**TASK DIRECTIONS:** List each line in the entries below that contains the word "bare", copying the whole line.

····················

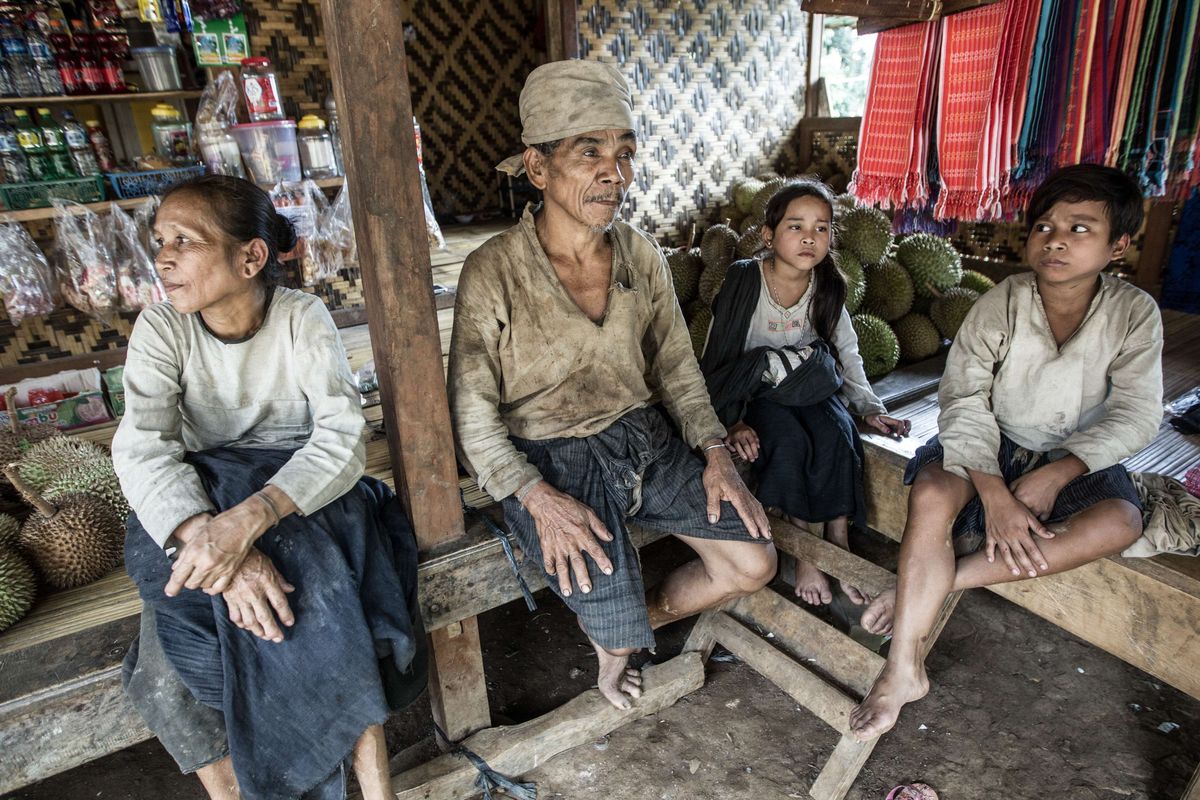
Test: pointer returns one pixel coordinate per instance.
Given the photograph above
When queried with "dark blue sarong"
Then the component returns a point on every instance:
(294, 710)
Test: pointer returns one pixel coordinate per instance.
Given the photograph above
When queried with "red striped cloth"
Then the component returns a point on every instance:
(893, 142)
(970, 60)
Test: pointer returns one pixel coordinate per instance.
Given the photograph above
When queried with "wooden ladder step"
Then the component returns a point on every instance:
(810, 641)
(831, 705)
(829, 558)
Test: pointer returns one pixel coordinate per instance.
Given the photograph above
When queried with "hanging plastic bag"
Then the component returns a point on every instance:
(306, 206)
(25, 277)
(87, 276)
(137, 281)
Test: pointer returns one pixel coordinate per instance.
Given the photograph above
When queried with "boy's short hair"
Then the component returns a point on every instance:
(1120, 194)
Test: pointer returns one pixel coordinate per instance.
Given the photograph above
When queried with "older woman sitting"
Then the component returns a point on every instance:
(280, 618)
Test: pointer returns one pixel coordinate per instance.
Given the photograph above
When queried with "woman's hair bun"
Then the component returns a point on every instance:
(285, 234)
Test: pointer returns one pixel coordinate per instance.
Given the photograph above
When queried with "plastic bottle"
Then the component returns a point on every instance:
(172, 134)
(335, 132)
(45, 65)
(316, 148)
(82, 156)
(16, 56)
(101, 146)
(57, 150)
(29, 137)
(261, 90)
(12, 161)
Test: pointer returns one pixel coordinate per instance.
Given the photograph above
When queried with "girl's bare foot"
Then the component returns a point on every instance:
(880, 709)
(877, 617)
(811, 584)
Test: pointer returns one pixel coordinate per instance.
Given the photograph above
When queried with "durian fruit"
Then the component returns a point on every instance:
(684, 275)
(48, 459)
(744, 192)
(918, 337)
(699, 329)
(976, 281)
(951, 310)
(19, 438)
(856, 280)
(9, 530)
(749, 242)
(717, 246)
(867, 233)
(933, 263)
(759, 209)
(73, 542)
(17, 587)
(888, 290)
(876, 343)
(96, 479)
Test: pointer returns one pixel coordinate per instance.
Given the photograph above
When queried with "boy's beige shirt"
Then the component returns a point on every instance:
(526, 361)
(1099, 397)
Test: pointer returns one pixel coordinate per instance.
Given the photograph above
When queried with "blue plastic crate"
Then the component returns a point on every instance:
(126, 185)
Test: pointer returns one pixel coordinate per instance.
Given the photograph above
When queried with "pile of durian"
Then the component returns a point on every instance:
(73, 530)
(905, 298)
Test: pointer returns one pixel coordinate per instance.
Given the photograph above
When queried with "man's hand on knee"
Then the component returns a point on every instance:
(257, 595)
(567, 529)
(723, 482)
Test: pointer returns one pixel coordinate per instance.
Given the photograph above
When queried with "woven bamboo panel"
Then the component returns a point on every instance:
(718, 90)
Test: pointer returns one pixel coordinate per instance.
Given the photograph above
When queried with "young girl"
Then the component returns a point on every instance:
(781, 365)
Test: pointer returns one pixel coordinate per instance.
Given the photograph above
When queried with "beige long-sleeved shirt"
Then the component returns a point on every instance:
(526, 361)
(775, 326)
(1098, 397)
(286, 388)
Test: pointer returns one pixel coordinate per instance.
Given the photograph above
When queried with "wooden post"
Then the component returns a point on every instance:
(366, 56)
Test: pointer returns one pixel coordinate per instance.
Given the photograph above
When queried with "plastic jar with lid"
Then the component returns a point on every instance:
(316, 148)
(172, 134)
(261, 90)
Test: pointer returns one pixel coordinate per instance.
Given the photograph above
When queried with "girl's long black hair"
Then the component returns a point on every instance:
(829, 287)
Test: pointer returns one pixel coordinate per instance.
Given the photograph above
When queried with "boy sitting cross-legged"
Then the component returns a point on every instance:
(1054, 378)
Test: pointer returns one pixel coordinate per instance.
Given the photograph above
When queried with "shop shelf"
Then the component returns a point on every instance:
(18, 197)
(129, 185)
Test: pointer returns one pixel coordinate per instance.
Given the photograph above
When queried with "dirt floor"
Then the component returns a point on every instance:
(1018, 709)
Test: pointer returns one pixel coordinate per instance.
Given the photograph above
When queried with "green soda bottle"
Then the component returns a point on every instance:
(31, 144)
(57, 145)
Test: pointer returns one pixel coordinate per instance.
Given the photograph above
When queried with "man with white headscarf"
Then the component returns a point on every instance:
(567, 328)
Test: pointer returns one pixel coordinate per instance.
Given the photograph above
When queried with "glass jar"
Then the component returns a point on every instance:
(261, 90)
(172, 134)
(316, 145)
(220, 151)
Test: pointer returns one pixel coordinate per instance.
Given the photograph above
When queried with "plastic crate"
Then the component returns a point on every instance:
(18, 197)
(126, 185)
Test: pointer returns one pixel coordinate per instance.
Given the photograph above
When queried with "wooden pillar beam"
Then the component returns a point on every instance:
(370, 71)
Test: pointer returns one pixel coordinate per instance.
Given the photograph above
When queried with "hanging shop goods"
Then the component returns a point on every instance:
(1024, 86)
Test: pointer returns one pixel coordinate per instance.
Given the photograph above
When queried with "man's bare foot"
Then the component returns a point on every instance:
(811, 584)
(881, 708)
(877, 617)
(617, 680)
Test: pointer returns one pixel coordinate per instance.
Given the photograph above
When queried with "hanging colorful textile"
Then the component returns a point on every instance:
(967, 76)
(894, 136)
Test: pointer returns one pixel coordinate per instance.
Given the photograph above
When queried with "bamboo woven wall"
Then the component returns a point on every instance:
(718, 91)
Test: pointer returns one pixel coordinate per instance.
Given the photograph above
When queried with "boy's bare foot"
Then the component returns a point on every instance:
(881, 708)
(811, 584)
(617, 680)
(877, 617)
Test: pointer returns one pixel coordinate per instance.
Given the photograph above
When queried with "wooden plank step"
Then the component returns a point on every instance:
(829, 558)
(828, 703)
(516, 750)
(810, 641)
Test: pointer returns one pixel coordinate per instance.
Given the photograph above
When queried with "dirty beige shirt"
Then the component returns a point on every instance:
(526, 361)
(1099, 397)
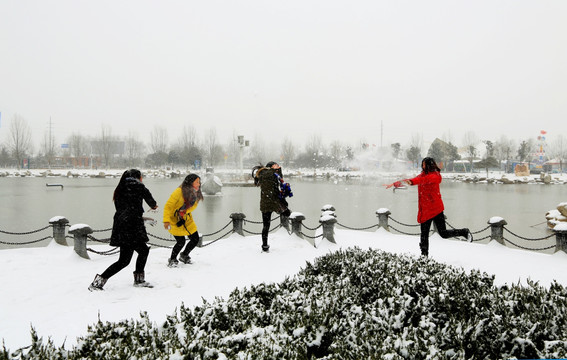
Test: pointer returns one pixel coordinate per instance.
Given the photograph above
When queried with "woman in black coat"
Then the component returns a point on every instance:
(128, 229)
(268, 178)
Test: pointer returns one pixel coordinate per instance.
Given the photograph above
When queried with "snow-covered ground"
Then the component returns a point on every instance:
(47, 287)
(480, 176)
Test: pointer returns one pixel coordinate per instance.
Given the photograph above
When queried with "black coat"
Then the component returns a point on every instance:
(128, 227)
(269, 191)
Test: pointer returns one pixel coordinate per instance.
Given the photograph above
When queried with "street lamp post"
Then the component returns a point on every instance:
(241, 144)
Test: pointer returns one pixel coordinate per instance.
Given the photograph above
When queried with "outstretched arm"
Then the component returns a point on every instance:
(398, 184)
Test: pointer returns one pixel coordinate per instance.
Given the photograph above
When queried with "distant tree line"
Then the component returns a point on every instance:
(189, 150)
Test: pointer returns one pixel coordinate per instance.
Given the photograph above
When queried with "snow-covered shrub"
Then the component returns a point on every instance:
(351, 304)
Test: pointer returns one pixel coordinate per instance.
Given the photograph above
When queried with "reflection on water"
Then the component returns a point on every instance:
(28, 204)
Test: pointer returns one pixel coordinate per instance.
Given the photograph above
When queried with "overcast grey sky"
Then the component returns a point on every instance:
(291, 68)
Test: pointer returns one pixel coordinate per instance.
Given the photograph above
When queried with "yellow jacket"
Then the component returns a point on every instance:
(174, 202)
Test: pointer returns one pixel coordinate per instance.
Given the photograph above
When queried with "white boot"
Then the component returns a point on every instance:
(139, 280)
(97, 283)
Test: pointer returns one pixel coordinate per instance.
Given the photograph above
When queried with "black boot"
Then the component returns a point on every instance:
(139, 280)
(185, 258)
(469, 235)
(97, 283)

····················

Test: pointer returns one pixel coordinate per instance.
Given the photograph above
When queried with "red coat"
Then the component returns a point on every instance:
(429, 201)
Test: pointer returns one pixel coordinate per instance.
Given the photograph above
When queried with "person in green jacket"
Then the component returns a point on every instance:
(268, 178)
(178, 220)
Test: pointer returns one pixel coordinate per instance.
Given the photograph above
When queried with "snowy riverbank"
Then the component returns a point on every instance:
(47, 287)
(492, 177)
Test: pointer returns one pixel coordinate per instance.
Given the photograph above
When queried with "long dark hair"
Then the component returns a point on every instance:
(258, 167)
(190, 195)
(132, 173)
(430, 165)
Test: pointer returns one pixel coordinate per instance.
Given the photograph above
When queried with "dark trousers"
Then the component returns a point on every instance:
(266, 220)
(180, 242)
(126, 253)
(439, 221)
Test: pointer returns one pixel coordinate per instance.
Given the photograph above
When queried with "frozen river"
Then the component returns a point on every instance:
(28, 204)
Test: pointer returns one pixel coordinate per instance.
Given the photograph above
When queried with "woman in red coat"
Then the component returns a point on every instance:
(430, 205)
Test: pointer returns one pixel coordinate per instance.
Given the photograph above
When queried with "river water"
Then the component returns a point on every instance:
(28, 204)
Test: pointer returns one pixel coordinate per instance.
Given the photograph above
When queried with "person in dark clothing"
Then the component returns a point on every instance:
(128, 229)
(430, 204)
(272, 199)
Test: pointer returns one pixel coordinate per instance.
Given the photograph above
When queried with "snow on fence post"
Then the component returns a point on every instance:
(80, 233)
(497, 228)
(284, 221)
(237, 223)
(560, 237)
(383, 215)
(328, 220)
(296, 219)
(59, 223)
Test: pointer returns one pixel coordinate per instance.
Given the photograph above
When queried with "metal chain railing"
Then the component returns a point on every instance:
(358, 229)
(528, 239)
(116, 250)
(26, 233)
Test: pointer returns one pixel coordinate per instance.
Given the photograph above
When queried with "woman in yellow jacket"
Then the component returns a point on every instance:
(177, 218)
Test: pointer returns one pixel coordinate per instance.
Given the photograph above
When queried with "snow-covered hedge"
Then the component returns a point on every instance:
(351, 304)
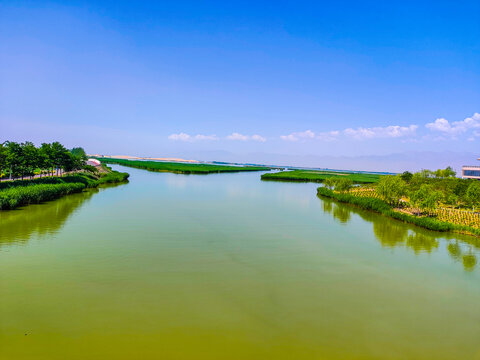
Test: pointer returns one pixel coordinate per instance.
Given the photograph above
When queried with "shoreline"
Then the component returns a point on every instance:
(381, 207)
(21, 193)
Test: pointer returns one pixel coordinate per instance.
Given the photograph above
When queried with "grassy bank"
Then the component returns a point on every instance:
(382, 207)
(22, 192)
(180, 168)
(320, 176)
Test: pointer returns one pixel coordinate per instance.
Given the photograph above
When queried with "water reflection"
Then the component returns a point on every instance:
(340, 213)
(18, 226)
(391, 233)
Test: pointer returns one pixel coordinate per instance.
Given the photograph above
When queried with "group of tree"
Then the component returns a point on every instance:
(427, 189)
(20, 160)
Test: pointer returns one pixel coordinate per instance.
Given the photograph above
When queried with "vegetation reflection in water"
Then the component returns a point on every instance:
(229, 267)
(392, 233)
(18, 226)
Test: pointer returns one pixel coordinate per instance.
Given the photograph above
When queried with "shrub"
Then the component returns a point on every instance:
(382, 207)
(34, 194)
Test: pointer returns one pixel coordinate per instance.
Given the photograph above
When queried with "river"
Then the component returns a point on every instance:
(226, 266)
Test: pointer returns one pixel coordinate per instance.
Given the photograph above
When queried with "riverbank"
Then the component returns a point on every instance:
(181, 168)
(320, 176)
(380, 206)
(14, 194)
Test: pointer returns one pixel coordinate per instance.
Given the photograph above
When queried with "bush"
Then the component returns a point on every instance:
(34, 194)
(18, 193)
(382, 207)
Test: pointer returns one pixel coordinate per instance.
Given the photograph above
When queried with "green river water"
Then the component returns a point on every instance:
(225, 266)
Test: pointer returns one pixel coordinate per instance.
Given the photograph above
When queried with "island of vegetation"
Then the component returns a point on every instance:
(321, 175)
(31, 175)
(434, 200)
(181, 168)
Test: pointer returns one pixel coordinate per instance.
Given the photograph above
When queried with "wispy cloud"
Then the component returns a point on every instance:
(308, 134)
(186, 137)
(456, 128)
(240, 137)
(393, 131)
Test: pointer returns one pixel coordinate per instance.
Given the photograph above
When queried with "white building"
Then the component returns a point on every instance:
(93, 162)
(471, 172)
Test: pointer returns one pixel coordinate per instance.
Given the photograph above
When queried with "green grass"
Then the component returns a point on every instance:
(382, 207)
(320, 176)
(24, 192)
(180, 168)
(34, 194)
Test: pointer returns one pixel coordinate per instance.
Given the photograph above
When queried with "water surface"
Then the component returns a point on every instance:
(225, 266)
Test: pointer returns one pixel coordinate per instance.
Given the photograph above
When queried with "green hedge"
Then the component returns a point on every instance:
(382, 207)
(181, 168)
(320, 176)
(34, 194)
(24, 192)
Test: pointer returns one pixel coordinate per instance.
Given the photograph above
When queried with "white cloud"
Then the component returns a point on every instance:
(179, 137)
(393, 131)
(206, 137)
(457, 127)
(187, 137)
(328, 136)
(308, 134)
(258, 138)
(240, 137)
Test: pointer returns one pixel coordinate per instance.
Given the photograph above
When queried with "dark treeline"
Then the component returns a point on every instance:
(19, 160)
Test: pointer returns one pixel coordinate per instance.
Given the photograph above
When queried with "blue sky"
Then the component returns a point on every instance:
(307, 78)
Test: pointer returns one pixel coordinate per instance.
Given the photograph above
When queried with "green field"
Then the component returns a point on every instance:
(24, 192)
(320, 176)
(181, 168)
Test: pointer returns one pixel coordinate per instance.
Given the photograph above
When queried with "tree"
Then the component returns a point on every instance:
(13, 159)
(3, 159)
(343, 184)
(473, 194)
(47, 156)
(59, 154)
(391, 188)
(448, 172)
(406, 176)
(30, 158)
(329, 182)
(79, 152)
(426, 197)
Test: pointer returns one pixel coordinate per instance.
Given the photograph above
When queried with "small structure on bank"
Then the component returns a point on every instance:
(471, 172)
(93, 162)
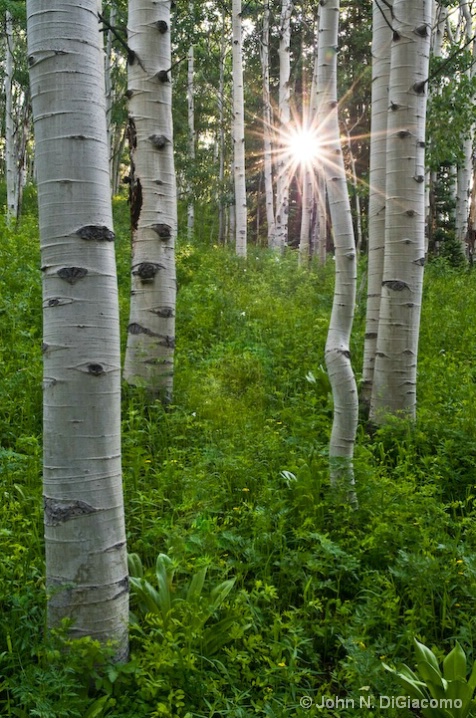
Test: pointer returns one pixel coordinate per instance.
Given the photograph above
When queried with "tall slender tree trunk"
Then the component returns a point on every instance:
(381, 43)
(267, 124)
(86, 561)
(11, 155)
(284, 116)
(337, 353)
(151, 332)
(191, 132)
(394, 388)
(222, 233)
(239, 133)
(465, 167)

····················

**FULL OUTPUT:**
When queried with "girl's bare foot"
When queried with "man's bare foot"
When queried with "boy's bare foot"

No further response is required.